RECORDS SUPPLIED Start Marker
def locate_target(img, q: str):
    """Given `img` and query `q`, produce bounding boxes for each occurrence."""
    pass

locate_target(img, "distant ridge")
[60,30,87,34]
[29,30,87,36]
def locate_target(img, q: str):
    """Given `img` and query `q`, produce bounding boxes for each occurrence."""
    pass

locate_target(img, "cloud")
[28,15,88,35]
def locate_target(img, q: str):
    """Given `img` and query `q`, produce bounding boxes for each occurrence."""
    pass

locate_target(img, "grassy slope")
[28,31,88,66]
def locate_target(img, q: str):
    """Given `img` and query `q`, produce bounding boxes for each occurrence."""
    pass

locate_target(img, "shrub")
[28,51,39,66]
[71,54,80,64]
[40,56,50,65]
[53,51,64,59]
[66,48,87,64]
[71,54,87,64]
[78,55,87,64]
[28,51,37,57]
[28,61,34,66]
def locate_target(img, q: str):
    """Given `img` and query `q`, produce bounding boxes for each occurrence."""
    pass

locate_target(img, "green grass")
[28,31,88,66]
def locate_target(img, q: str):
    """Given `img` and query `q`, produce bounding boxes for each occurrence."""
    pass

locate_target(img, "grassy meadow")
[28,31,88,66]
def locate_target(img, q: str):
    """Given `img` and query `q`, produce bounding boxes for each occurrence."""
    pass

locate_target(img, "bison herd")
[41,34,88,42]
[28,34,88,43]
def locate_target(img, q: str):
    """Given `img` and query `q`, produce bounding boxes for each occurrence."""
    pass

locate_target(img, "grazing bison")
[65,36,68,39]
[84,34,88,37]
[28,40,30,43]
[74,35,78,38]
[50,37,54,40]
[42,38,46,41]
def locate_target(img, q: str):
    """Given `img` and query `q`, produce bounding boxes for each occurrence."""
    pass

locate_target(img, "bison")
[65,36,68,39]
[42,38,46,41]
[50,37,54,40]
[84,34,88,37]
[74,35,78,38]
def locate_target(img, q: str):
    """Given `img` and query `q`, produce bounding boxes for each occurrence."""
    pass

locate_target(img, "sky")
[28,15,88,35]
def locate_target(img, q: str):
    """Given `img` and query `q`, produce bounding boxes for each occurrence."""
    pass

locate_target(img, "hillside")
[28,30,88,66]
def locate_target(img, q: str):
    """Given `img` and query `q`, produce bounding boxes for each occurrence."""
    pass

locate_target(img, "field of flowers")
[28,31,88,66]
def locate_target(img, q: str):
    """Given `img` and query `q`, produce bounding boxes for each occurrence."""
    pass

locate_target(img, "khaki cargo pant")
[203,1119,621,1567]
RECORDS SUPPLIED End Marker
- **DESCRIPTION OF THE TASK**: Every entry needs to be copied again, word for word.

- **ANSWER TO THE EXERCISE**:
def locate_target(img, q: str):
    """Given `img` and query `q`, produce bounding boxes for each occurrence."""
    pass

locate_target(img, "distant ridge")
[60,30,87,34]
[29,30,87,36]
def locate_target(img, q: str):
    """Given `img` and query `q`, produce bounding boxes for each occurrence."""
    pass

locate_target(img, "cloud")
[28,15,88,35]
def locate_target(img, q: str):
    """Given `img` and query `q`, produce bounding boxes for each occurrence."""
    pass

locate_target(img, "grassy slope")
[28,31,88,66]
def locate_target(img, q: str):
    """Given `img` and query `q`, produce bounding boxes for each occurrence."""
    pass

locate_target(img, "shrub")
[28,51,39,66]
[71,54,80,64]
[40,56,50,65]
[53,51,64,59]
[66,48,87,64]
[71,54,87,64]
[78,55,87,64]
[28,51,37,57]
[28,61,34,66]
def locate_target(img, q: str):
    """Given `img` and query `q`, produce bounding boxes for each occurrence."""
    pass

locate_target(img, "green grass")
[28,31,88,66]
def locate_target(img, q: str):
    """Given `img` and query `q`, produce bounding boxes for each occurrence."""
    pass

locate_target(img, "grassy meadow")
[28,31,88,66]
def locate_target(img, q: str):
    """Given `img` and query `q`, produce bounding boxes for each occurrence."""
    pass

locate_target(img, "bison herd")
[41,34,88,42]
[28,34,88,43]
def locate_target(img, q: str):
    """Given `img` and query `q`, produce bounding boxes for each occurrence."""
    pass

locate_target(img, "grazing bison")
[65,36,68,39]
[84,34,88,37]
[28,40,30,43]
[74,35,78,38]
[50,37,54,40]
[42,38,46,41]
def locate_target(img, q: str):
    """Given `img` and query `q`, produce bounding boxes for each occurrence."""
    pass

locate_target(img, "bison")
[65,36,68,39]
[42,38,46,41]
[50,37,54,40]
[84,34,88,37]
[74,35,78,38]
def locate_target(img, q: str):
    """Given `img` and query `q`, produce bounding boxes for each occurrence."""
    pass

locate_target(img, "sky")
[28,15,88,35]
def locate_target(img, q: str):
    """Given `img` and query `q`, produce bounding boxes for each occurrence."""
    pass

locate_target(img, "hillside")
[28,30,88,66]
def locate_target(img, q: str):
    """Given `img` and query `q`, produce bounding boxes for each occurrence."""
    pass

locate_target(img, "field of flowers")
[28,31,88,66]
def locate_target(img, q: str):
    """Given `img` and query `q`, produce bounding boxes for each occurrence."""
    pass

locate_target(img, "khaki cargo pant")
[203,1119,621,1567]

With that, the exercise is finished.